# Start of Records for this exercise
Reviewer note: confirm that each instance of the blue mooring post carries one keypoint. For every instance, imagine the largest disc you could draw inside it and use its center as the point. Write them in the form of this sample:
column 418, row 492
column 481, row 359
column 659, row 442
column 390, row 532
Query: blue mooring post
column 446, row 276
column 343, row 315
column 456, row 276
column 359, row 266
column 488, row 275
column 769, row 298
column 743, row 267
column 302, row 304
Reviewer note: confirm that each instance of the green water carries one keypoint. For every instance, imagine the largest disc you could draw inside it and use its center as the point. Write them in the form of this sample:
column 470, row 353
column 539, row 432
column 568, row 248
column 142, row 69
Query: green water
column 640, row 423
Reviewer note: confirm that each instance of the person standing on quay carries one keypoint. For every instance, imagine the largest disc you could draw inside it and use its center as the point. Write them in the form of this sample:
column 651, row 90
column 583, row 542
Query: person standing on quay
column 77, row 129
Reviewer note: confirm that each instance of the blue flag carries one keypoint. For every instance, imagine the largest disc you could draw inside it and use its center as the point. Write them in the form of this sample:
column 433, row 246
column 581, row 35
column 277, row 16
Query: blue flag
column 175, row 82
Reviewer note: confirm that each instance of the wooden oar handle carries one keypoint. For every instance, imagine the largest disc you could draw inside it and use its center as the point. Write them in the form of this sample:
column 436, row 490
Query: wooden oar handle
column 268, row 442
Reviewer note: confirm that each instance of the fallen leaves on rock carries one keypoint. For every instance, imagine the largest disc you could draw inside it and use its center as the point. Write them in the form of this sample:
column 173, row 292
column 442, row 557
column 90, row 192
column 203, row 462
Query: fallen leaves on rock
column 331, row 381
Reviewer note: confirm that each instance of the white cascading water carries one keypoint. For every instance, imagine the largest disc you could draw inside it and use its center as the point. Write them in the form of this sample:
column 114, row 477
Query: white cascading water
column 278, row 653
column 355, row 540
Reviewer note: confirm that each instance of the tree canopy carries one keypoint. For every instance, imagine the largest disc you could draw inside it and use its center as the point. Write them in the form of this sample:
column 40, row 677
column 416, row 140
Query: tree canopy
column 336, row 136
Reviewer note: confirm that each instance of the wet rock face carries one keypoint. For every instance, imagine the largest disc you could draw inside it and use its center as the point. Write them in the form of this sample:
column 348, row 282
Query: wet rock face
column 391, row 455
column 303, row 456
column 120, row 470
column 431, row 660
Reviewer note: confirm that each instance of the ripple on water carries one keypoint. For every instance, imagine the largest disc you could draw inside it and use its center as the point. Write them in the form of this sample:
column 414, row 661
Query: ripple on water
# End of Records for this exercise
* Task directions
Could you reproduce every one of the entries above again, word for word and line for line, with nothing changed, added or left out?

* Solved exercise
Reviewer note: confirm that each instance of the blue mooring post carries one keypoint. For every instance, imagine the largest disc you could draw inside it and use its center as the point. Write them in the form of this sample:
column 418, row 492
column 481, row 359
column 659, row 442
column 390, row 532
Query: blue mooring post
column 446, row 276
column 343, row 315
column 456, row 276
column 359, row 266
column 488, row 275
column 769, row 298
column 743, row 267
column 302, row 304
Reviewer note: confirm that each instance of the green water carries one keypoint. For every instance, imagine the largest disc you could draw inside it and use its center as the point. Write them in the form of this sample:
column 470, row 353
column 539, row 432
column 568, row 248
column 142, row 69
Query: green water
column 640, row 423
Reviewer note: confirm that each instance of the person standing on quay carries one keypoint. For every instance, imagine the largest disc you could draw inside it and use its center as the point. Write them in the form of this sample:
column 651, row 90
column 583, row 542
Query: person standing on quay
column 77, row 129
Reviewer note: confirm that each instance of the blue flag carries one keypoint. For every instance, imagine the largest disc you could draw inside it and use its center as the point. Write them in the form of this sample:
column 433, row 246
column 581, row 35
column 277, row 16
Query: blue flag
column 175, row 82
Reviewer note: confirm that each instance of the wooden oar handle carries one keypoint. For every instance, imagine the largest disc you could draw inside it and use its center as the point. Write them in the form of this sample:
column 436, row 490
Query: wooden oar handle
column 268, row 442
Reviewer note: confirm that each instance of the fallen leaves on rock carries one keypoint. For every instance, imagine the largest disc you could draw inside it and use its center as the point. Write them in the form of this sample:
column 173, row 292
column 442, row 557
column 90, row 192
column 203, row 462
Query: fallen leaves on rock
column 331, row 381
Reviewer note: confirm that each instance of the white cascading water carries one keypoint. For every instance, imagine the largest disc you could draw inside it and use its center as the point. Write them in the form of this sample:
column 114, row 477
Query: white cascading water
column 278, row 653
column 355, row 540
Reviewer note: confirm that each instance of the tree canopy carries one keypoint. For every instance, imagine the largest disc you could draw inside it and use its center as the point. Write them in the form of this sample:
column 40, row 677
column 416, row 140
Query: tree canopy
column 336, row 136
Reviewer note: confirm that each instance of the wet rock face carries one keypoint. For every instance, imagine the largest disc you could draw inside it and use its center as the point. Write them in the form of this sample:
column 348, row 282
Query: wet rock face
column 391, row 455
column 303, row 456
column 120, row 470
column 431, row 660
Reviewer note: confirm that each instance of the ripple on water carries one keypoint. For every instance, imagine the largest disc you could draw inside it and use its center as the point. Write them in the form of this sample:
column 414, row 661
Query: ripple on water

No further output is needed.